(Rows from a dataset)

+===+

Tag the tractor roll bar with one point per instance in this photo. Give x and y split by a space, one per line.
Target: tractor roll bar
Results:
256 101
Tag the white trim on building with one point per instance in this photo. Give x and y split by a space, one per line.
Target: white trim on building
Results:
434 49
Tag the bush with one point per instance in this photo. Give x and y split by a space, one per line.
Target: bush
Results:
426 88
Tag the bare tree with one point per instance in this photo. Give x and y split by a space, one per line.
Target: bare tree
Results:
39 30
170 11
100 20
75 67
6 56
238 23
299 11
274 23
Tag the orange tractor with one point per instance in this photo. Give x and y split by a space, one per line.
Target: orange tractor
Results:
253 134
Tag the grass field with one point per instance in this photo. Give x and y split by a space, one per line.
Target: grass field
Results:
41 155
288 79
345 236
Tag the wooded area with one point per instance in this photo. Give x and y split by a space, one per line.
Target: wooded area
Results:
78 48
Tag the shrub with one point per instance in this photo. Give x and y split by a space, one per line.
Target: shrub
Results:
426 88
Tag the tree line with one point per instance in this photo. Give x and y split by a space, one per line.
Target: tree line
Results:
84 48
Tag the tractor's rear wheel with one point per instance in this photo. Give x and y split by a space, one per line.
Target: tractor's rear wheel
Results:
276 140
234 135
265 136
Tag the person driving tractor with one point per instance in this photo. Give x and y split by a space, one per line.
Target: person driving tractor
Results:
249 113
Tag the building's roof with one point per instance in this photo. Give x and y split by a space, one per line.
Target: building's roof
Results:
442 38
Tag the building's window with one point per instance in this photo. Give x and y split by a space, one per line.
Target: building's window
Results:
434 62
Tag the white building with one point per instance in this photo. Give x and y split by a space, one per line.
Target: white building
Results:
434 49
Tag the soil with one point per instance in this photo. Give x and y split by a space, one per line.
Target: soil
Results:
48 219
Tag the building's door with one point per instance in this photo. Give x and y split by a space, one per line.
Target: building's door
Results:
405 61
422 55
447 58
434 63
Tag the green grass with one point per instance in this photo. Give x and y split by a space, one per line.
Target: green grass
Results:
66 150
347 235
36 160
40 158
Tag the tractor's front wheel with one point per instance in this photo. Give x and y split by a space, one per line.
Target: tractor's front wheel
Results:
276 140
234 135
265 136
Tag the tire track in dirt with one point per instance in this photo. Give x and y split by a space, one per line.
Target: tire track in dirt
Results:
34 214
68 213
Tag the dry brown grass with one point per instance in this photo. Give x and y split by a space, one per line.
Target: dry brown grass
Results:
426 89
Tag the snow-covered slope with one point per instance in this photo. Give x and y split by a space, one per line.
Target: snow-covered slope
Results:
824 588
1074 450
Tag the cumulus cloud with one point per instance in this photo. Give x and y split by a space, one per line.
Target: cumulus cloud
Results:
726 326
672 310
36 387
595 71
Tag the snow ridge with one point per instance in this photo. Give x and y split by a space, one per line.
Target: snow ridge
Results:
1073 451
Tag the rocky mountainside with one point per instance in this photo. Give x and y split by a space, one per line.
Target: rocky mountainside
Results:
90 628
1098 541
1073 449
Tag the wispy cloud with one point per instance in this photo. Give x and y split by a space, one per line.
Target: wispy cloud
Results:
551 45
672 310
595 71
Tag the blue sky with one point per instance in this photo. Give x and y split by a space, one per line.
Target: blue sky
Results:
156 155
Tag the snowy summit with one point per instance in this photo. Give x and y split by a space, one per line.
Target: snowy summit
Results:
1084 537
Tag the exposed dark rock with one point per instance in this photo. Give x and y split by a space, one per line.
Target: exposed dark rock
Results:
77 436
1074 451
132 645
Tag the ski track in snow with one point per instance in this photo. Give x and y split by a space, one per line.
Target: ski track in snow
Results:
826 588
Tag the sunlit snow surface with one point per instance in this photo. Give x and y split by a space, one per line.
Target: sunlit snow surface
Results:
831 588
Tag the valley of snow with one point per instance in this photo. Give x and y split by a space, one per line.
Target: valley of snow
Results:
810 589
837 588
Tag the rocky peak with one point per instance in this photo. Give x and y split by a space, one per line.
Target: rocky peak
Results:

+===+

▶ **Task description**: Copy out every line above, swapping each "Results" for "Answers" and leaving all other text as it is.

▶ **Expected answer**:
Tag the tractor roll bar with one point per instance in this photo. Give x and y split by a space, one per line.
Target: tractor roll bar
Answers:
256 101
Tag the white trim on building with one point per instance in this photo. Give x and y split by a space, one per line.
Target: white trim on building
Answers:
434 49
Tag the bush with one point per instance in this photo. Give x and y split by a space, one per line.
Target: bush
Answers:
426 88
Tag the bare tree with one point per instance in this photo. Give x and y split by a space, one per line.
Target: bare tree
Answers:
39 30
170 11
100 20
75 67
6 56
238 23
299 11
274 23
Tag the orange tractor with one point per instance in this photo. Give x and y split by a space, one per line.
Target: orange tractor
Answers:
253 134
Tag the grass field with one point per instance in this photo. Give x and y split by a space, one per line.
Target: grass field
Answers:
41 155
288 79
345 236
Tag the wooded area with one point per instance in this photo. Give x and y split by a space, one per line.
Target: wooded area
Answers:
78 48
Tag the shrub with one point per instance in this photo. Give x and y split by a space, one per line.
Target: shrub
Answers:
426 88
Tag the tree line with one point per instance in this photo. Give x and y split by a space, one per line.
Target: tree line
Answers:
84 48
Tag the tractor's rear wheel with one point per instance in this photo. Give x and y split by a space, one per line.
Target: tractor's rear wheel
Answers:
276 140
234 135
265 136
Tag the person driving tractor with one point per instance in this photo. Give x and y split by a space, one per line.
Target: person driving tractor
Answers:
249 113
Tag the building's roof with one point per instance in this photo. Give x and y split by a space, one per line.
Target: building's roof
Answers:
442 38
Tag the building's window with one point per instance in this photo. Give x and y split by a space, one per line.
Target: building's window
Answers:
434 62
Tag the white building with one point per instance in this photo. Give x and y split by a space, one per line.
Target: white building
Answers:
434 49
Tag the soil with one point per instance in this photo. Give x and y split by a space, one per line.
Target: soil
Answers:
48 219
Tag the building's door with one point per instance in this photo. Give x and y split by a space, one per line.
Target: building's door
Answers:
405 61
422 55
447 58
434 63
Tag the green grass with one point per instance in this photo. Give x and y split by a space, one per line.
Target: green grass
Answers:
66 150
347 235
36 160
40 158
Tag the tractor's front wheel with one point per instance in this photo. Give x and y split by a space, one per line.
Target: tractor's front wheel
Answers:
276 140
234 135
265 136
Tag the tire track in dirt with one point per instance in this photo. Give x and y split by a space, one per line.
Target: tire track in dirt
Answers:
34 214
68 213
Tag the dry brown grass with one point per instance in this photo. Give x and y split by a space, one per line.
Target: dry brown grass
Answers:
426 89
Tag the snow-covered slope with one point per instance in this photo. Give x and y split by a space, one per line.
Target: snow-covered slope
Answers:
824 588
1074 450
Tag the cumulus cloud with one point per instance in this photo. Give x and y split by a space, one per line.
Target: cumulus cloud
Answers:
726 326
672 310
36 387
595 71
Tag the snow ridge with one point per instance in this photo. Give x and y split by a space, one per line.
Target: snow ridge
Answers:
1073 451
Tag the rocky mountainside with one point per instance in this photo. Give x and y split by a space, one per line.
Target: rocky mountainside
Answers:
90 628
1098 541
1073 449
Tag the wispy cloud with one point per instance in this photo. Give x and y split by a space, one per line.
Target: wispy cloud
Answers:
551 45
672 310
595 71
Tag the blue sky with one point per instance in this photo. Give x and y split by a space, one per line.
Target: blue sky
Answers:
156 155
Tag the snowy summit with one point per instance in this photo. Give x and y split by a space, one per line.
Target: snowy summit
Answers:
1084 537
Tag the exposed dark rock with one point per instance in this photo. Give x and y split by a space, one per line.
Target: exposed dark rock
Answers:
77 436
1074 451
132 645
Tag the ski track in snow with one point per instance in this photo. Give x and y split by a space, one per line.
Target: ski track in snow
Answers:
826 588
Tag the sunlit snow surface with one point per instance in this photo. Give x and y split by a space, one per line.
Target: sunlit snow surface
Answers:
831 588
Tag the valley of snow with one point per instance in this photo. Give x and y split by a space, one per line.
Target: valley of snow
Answers:
810 589
837 588
Tag the rocky peak with one point per instance in this photo. Give x and y split by a space, one per line.
Target: rocky peak
Answers:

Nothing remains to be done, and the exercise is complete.